Dataset rows:
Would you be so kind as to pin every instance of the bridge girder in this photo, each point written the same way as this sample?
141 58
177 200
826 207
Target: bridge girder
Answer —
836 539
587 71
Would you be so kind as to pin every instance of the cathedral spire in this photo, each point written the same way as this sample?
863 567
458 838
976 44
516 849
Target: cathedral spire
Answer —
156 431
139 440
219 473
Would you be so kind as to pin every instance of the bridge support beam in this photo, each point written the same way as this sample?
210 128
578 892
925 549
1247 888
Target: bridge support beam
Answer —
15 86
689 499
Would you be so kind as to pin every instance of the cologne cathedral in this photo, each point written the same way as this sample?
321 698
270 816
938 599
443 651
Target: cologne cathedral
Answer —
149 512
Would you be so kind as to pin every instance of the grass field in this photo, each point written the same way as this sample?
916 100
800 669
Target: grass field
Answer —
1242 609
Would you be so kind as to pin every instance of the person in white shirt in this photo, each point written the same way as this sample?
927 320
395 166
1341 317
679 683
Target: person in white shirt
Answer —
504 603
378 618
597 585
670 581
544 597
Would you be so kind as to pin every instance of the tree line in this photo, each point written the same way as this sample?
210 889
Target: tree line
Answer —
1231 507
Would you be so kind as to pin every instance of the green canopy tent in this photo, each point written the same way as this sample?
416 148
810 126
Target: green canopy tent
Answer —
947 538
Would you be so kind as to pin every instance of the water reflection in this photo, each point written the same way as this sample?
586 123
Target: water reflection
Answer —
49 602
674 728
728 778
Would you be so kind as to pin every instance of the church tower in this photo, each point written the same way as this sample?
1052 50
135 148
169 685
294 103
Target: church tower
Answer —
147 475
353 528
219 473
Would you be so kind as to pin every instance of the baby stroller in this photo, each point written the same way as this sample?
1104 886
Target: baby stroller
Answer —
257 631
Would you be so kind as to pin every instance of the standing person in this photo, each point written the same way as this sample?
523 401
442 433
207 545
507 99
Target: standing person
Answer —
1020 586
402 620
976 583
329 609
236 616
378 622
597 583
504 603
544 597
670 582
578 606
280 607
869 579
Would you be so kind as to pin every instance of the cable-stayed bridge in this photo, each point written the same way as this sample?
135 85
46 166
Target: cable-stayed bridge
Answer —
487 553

> **What you are asked to do**
Update every one of the records above by putting "Please" wherever "Would you be so kind as to" appears, leaving all else unchanged.

> **Task response**
Please pin every instance of the bridge girder in this photo, each point written the same way as this sample?
141 58
177 200
826 207
Target: bridge girder
Answer —
836 539
587 71
Please pin every instance of the cathedral spire in this photo, each point written the same way as this sample?
863 567
458 838
976 44
516 849
Target: cathedral spire
Answer —
156 431
139 440
219 473
Please pin every instance of the bridge support beam in this photo, each point written the same way as this sample?
210 128
578 892
925 549
1247 888
Target: bridge support beam
Answer —
15 86
689 499
Please pin every instance of the cologne cathedral in this photo, each point written the same way as this sample?
321 698
270 816
938 599
443 651
Target: cologne cathedral
Answer —
149 512
Please pin every instance of the grass field in this photo, each point written the same way as this sample?
916 100
800 669
Target: grass field
Answer —
1242 609
Please pin every instance of the person in white shirt in this photo, each point written the same way as this sample?
927 320
395 166
1341 317
679 683
Target: person in white shirt
Answer —
504 603
378 618
597 585
670 581
544 597
Please pin every instance of the tree line in this photo, each point written the same way as this sample?
210 889
Target: tree line
Answer —
1231 507
Please pin every instance of the green canopy tent in this photo, each point written the same way as this sample?
416 148
810 126
Target: green canopy tent
Answer —
947 538
Please pin every instance of the water reflection in this photo, each point written the same way as this sample?
586 123
Target: water reflection
Answer —
49 602
674 728
728 778
Please pin every instance of the church tower in this photo, each point written the same way as this sample?
1052 50
135 148
169 685
294 103
Target: church tower
Answer —
147 475
353 528
219 473
Please pin every instance of the baby stroller in this photo, each point written the same way as this sample?
1104 886
Target: baby stroller
Answer —
257 631
Please pin every instance of the standing person in this photo, each point written the same way as this sample?
523 401
442 433
207 545
507 99
Target: standing person
Answer —
1020 586
402 620
976 583
329 609
236 616
378 622
597 583
504 603
544 597
670 582
578 606
280 607
869 579
Please pin every instance of the cable-stayed bridge in this photo, each point written the same way as this sample?
135 85
46 166
Target: cable-stayed bridge
Answer —
487 553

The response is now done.